→ Exercise brief:
This exercise calls for every line of the listing below that contains the word "person".

→ Raw data:
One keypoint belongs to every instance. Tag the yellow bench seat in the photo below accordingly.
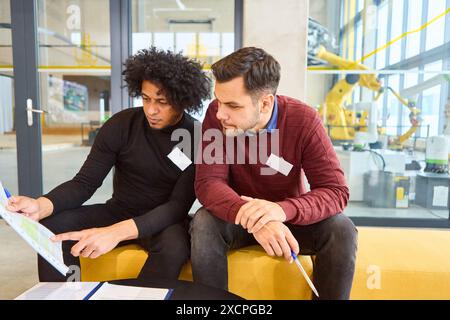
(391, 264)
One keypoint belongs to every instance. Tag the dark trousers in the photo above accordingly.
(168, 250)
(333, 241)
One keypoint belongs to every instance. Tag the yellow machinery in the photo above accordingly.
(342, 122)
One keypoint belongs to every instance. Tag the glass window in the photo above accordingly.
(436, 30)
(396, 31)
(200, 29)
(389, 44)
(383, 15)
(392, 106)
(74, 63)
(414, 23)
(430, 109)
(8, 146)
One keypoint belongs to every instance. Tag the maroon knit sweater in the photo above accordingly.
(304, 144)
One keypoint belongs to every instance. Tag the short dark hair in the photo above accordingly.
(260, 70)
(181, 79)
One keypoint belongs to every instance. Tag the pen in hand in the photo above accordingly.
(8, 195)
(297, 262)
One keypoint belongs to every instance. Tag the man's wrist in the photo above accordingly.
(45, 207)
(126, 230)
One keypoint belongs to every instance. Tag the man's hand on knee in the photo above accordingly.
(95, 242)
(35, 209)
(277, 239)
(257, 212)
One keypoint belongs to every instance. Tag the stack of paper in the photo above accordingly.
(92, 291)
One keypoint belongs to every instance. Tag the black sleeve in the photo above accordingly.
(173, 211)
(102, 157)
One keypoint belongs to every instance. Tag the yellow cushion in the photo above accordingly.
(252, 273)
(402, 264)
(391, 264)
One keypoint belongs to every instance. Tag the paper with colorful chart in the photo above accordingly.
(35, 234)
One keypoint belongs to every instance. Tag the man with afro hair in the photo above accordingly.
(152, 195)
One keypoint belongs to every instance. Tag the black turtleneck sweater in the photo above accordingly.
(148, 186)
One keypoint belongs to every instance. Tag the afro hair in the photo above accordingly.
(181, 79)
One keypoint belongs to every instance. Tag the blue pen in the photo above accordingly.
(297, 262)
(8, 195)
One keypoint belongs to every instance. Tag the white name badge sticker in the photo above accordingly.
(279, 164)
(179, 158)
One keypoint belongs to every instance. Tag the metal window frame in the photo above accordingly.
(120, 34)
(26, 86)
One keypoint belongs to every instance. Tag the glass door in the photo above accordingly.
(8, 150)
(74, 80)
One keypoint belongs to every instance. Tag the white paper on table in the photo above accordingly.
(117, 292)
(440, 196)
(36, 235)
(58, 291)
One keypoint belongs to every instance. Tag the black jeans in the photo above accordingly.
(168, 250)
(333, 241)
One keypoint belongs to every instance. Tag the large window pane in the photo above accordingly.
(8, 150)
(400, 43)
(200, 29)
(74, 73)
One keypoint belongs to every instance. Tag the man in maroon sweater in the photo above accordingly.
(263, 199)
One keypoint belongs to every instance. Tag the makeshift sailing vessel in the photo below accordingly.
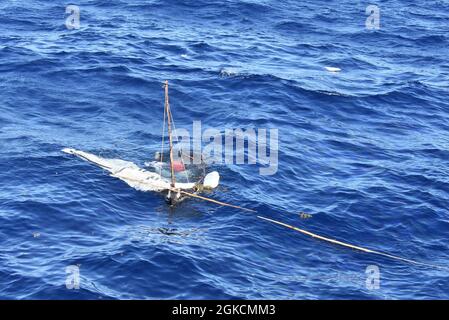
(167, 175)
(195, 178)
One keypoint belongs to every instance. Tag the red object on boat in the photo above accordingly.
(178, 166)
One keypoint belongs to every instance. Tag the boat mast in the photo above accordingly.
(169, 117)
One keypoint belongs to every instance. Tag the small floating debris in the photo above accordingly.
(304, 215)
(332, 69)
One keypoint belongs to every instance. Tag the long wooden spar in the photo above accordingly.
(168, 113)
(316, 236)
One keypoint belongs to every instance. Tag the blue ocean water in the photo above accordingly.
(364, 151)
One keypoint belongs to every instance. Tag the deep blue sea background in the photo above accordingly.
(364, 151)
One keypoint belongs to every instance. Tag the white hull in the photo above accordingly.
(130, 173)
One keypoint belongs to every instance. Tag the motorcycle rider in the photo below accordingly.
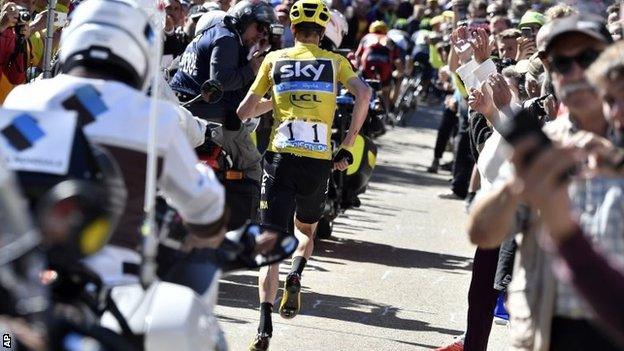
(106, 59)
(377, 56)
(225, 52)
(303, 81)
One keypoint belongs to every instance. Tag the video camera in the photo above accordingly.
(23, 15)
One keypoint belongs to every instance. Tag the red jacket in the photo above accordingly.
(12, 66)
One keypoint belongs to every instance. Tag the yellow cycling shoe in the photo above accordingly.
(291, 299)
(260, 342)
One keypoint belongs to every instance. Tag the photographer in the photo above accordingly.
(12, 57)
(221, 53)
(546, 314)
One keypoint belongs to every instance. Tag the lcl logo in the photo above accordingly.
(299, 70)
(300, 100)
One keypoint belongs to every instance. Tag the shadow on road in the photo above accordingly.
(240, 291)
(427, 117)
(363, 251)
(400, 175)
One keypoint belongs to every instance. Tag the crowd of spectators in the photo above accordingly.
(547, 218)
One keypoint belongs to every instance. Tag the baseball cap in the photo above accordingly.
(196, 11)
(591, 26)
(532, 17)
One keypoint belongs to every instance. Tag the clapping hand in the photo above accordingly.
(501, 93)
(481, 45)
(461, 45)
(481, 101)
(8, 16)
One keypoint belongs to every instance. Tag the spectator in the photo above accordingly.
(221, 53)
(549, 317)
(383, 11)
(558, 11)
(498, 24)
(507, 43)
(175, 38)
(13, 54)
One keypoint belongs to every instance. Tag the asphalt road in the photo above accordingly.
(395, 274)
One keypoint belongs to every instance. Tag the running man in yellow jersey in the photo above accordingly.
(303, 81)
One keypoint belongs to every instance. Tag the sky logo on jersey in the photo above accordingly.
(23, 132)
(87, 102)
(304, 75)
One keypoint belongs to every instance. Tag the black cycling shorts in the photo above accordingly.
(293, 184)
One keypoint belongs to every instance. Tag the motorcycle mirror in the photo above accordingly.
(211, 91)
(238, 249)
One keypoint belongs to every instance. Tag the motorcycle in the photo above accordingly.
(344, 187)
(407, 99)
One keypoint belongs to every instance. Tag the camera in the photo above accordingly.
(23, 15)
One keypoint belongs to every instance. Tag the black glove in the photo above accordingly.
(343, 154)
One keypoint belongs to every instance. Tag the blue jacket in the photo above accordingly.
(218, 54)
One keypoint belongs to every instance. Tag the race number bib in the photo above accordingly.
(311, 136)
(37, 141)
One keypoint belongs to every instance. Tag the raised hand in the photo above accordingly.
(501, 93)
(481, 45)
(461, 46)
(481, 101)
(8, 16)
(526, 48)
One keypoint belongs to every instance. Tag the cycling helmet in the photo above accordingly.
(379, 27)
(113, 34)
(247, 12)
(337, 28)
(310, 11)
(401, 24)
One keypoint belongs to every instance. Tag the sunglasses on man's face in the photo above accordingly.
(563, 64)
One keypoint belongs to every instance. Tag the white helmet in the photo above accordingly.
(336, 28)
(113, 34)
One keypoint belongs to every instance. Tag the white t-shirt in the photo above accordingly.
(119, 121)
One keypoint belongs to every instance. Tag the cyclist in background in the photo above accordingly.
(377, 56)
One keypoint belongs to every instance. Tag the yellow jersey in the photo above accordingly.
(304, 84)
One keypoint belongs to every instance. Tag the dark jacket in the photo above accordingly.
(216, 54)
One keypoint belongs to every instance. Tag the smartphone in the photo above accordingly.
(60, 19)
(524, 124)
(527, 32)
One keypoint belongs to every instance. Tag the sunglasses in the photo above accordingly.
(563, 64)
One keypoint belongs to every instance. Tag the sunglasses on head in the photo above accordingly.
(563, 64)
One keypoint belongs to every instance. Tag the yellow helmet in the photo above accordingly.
...
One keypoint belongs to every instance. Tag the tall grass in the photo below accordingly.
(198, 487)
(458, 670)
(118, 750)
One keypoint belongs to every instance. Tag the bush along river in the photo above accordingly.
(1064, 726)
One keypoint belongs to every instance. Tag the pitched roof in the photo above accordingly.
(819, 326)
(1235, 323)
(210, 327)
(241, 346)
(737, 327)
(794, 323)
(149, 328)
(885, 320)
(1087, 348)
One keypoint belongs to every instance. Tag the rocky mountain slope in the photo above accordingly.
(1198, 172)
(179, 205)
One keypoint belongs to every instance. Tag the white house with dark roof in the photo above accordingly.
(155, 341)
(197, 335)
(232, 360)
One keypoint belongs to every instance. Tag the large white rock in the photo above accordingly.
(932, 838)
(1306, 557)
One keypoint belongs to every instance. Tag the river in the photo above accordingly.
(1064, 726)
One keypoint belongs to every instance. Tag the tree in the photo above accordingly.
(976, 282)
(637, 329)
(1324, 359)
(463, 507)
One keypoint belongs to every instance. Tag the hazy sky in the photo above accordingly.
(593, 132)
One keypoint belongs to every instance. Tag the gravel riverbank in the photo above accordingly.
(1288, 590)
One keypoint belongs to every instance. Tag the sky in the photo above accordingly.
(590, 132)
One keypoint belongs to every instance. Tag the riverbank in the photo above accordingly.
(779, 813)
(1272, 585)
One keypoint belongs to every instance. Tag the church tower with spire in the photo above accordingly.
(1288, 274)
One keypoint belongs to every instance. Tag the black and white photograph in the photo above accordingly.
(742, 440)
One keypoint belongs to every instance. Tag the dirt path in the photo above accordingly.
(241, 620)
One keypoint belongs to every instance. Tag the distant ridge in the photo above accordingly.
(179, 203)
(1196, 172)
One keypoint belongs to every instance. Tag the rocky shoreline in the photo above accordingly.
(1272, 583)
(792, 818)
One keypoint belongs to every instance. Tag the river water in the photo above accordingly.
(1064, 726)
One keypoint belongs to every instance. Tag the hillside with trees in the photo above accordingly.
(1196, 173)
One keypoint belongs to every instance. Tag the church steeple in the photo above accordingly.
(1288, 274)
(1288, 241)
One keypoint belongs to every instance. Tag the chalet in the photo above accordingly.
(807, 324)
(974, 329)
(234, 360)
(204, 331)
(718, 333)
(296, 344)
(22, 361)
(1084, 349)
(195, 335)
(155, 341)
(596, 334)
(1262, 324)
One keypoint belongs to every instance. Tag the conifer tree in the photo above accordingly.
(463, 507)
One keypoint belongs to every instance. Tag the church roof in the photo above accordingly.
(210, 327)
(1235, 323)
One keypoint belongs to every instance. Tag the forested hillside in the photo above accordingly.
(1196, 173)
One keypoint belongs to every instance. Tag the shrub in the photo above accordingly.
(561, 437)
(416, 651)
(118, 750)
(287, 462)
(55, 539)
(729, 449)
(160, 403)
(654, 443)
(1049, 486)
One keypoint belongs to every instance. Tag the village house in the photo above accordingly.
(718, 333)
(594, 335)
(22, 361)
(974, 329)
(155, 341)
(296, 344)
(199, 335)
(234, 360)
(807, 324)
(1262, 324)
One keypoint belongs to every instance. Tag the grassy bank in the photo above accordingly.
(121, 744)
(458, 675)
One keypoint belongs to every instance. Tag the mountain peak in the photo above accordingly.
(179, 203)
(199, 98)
---
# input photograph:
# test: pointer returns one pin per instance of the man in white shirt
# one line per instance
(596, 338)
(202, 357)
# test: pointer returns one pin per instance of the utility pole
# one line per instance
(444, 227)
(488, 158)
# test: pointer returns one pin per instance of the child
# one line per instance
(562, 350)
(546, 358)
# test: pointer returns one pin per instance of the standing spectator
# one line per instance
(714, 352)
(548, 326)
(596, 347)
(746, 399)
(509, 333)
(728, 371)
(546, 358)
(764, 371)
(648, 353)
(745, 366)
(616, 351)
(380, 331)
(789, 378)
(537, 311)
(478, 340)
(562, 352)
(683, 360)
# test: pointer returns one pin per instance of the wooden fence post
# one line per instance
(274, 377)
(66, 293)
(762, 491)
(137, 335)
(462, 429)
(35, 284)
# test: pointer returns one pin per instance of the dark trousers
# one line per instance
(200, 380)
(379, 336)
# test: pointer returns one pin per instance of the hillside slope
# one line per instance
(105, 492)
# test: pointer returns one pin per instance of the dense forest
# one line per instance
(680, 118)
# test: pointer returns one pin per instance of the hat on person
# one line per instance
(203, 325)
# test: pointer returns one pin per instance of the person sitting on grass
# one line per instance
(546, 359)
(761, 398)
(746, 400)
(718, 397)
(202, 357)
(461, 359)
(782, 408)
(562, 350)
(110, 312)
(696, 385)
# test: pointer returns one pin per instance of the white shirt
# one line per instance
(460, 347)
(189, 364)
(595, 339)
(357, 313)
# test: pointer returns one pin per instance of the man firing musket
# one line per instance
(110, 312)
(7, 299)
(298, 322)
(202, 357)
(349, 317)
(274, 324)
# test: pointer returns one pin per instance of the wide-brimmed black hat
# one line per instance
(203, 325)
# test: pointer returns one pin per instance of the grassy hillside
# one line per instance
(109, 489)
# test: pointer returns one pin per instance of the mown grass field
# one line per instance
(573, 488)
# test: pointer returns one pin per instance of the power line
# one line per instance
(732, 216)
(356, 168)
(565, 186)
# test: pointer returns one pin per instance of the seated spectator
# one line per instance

→ Result of the exercise:
# test: pointer returns one pin per instance of the hat on person
# test: pointer returns one pin per instance of the person sitting on grass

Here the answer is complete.